_TEXTAUSZUG_
((

Liebste, ½3, der Nachmittag mit Max mit Ansehen von Wohnungseinrichtungen verbracht, der Abend mit der Familie, die anfängliche Nacht mit flüchtiger Arbeit, jetzt über Deinem Brief, liebstes Mädchen, fängt etwas spät mein eigentlicher Tag an.
Das soll also die traurige kleine Schreibmaschinistin von Weißensee sein? Aber sie ist doch munter und frisch und bringt durch die Beugung ihres rechten Knies fast die ganze etwas steife Reihe der andern ein wenig fürchterlich christlich aussehenden Mädchen in Marschbewegung. Hattest Du unter ihnen Freundinnen? Sag es, und sie werden mir sofort lieb sein, selbst die große furchterregende Schwarzgekleidete wird mir dann lieb und vertraut sein. Mit welchem prüfenden Blick Du aus dem Bild hervorschaust! Wie Dich Deine rechte Nachbarin fest in der Taille hält, als wüßte sie wirklich ganz genau, wen sie hält. Du hast ein Buch in der Hand, was ist es für ein Buch? Dort in Weißensee habt Ihr wohl ein richtiges Landleben geführt. Die Büsche, der Zaun, die Glastüre im Hintergrund sehen wenig bureaumäßig aus. Ich wüßte so gern etwas von Dir aus jener Zeit, wo Du noch so glücklich warst, nur unter dem Bureau zu leiden. Wie war Deine Vorgesetzte? Du liefst ihr wohl nicht mit einer Rose zur Schneiderin nach, wenn sie böse war? Und wie war der Kampf mit der Sekretärin in Deiner jetzigen Stellung? Was hat ihn entschieden?

))

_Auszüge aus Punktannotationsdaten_
((

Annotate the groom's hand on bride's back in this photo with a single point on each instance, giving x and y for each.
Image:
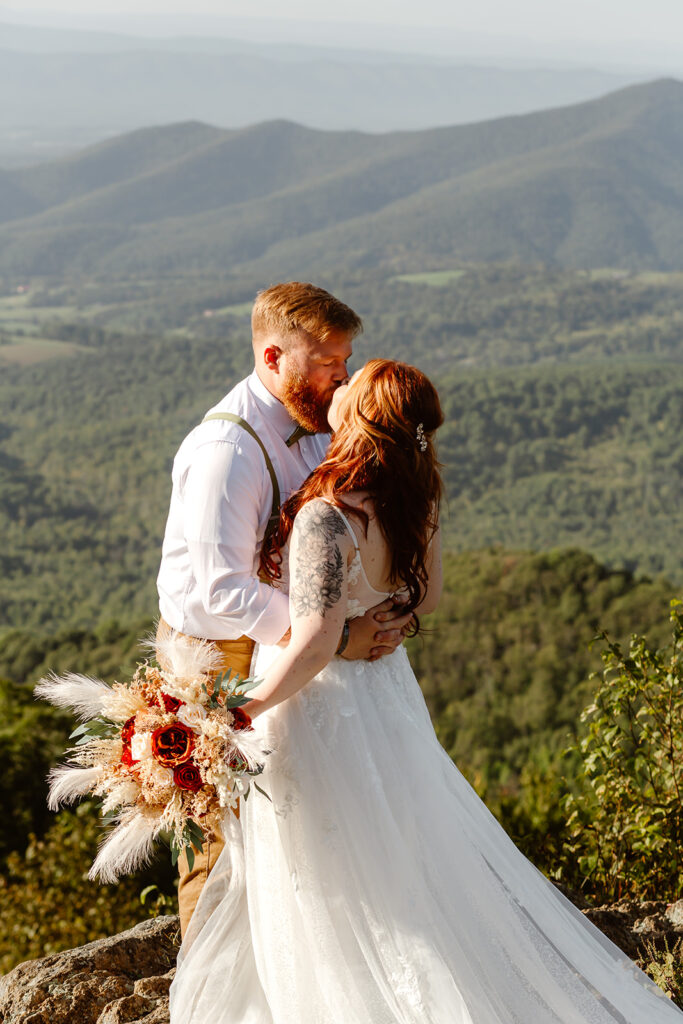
(378, 632)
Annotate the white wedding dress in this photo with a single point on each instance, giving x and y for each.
(378, 889)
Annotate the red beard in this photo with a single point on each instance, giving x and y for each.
(305, 403)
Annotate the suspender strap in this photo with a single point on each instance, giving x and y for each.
(274, 512)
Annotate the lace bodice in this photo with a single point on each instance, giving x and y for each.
(361, 595)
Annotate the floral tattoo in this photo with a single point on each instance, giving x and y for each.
(318, 572)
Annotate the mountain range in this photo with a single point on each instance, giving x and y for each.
(63, 89)
(598, 183)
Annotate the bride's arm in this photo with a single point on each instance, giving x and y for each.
(318, 556)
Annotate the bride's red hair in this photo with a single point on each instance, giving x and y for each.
(383, 446)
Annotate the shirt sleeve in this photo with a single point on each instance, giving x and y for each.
(224, 492)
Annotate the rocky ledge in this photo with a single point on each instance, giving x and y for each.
(125, 979)
(120, 980)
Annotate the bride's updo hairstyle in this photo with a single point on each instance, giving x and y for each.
(383, 446)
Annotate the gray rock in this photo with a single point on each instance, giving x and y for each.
(118, 980)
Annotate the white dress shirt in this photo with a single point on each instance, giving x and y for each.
(220, 504)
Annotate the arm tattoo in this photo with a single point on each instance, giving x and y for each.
(318, 564)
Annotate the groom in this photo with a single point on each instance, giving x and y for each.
(231, 473)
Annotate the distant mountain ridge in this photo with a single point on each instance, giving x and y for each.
(102, 84)
(598, 183)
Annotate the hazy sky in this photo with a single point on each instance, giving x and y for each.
(621, 30)
(654, 19)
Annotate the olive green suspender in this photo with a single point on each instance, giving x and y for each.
(274, 512)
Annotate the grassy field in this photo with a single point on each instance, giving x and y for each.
(434, 279)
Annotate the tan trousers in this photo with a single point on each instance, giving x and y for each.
(237, 655)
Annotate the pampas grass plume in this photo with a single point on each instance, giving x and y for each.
(69, 783)
(82, 693)
(128, 847)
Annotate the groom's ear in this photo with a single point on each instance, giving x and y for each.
(271, 357)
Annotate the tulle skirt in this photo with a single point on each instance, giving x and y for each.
(376, 887)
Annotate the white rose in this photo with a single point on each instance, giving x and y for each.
(140, 745)
(190, 715)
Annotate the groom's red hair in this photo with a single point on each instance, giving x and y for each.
(383, 446)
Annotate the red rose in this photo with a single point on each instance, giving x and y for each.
(171, 744)
(127, 757)
(127, 733)
(186, 776)
(241, 720)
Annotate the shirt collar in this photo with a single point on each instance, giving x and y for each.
(276, 414)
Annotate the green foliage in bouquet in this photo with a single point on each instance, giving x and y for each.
(626, 820)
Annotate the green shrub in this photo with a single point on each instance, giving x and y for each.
(626, 821)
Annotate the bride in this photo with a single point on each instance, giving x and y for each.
(375, 887)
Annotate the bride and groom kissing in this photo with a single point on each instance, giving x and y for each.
(373, 887)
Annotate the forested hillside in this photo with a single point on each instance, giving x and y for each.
(562, 396)
(587, 185)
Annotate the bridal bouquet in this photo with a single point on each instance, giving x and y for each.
(166, 752)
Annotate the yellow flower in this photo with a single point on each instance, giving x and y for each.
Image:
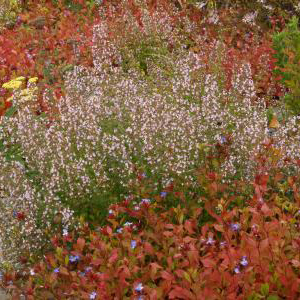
(21, 78)
(14, 84)
(32, 80)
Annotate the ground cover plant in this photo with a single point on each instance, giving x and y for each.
(157, 118)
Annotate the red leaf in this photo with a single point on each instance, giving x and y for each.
(208, 263)
(181, 293)
(167, 276)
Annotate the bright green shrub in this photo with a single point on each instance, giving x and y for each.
(287, 47)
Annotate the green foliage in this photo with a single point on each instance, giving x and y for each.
(153, 247)
(287, 47)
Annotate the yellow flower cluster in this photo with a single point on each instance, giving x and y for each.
(17, 83)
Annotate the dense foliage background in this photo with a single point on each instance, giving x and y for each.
(149, 149)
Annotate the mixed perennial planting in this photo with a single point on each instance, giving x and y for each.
(162, 116)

))

_AUFGABE A_
Schreiben Sie aus dem Textauszug die Stelle von „Liebste, ½3, der“ bis einschließlich „eigentlicher Tag an.“ wortgetreu ab.
_AUFGABE B_
Fassen Sie im Textauszug den Absatz, der mit „Das soll also die traurige kleine Schreibmaschinistin“ beginnt, als knappe Liste zusammen, ohne seine wesentlichen Angaben wegzulassen.

_RICHTIGE ANTWORT A_
Liebste, ½3, der Nachmittag mit Max mit Ansehen von Wohnungseinrichtungen verbracht, der Abend mit der Familie, die anfängliche Nacht mit flüchtiger Arbeit, jetzt über Deinem Brief, liebstes Mädchen, fängt etwas spät mein eigentlicher Tag an.

_RICHTIGE ANTWORT B_
- Auf dem Bild wirkt die „traurige kleine Schreibmaschinistin von Weißensee“ munter und frisch. Mit ihrem gebeugten rechten Knie bringt sie die steife Reihe der anderen Mädchen fast in Marschbewegung.
- Gefragt wird, ob unter diesen Mädchen Freundinnen von ihr waren. Dann wären sie sofort lieb, selbst die große, furchterregende Schwarzgekleidete.
- Sie blickt prüfend aus dem Bild, und ihre rechte Nachbarin hält sie fest in der Taille.
- Sie hält ein Buch in der Hand, und gefragt wird, welches es ist.
- Büsche, Zaun und Glastür im Hintergrund wirken wenig bürohaft. In Weißensee wurde wohl ein richtiges Landleben geführt.
- Gewünscht wird, mehr über jene Zeit zu erfahren, als sie nur unter dem Büro litt.
- Weitere Fragen: Wie war ihre Vorgesetzte? Lief sie ihr mit einer Rose zur Schneiderin nach, wenn diese böse war? Wie verlief der Kampf mit der Sekretärin in der jetzigen Stellung, und was hat ihn entschieden?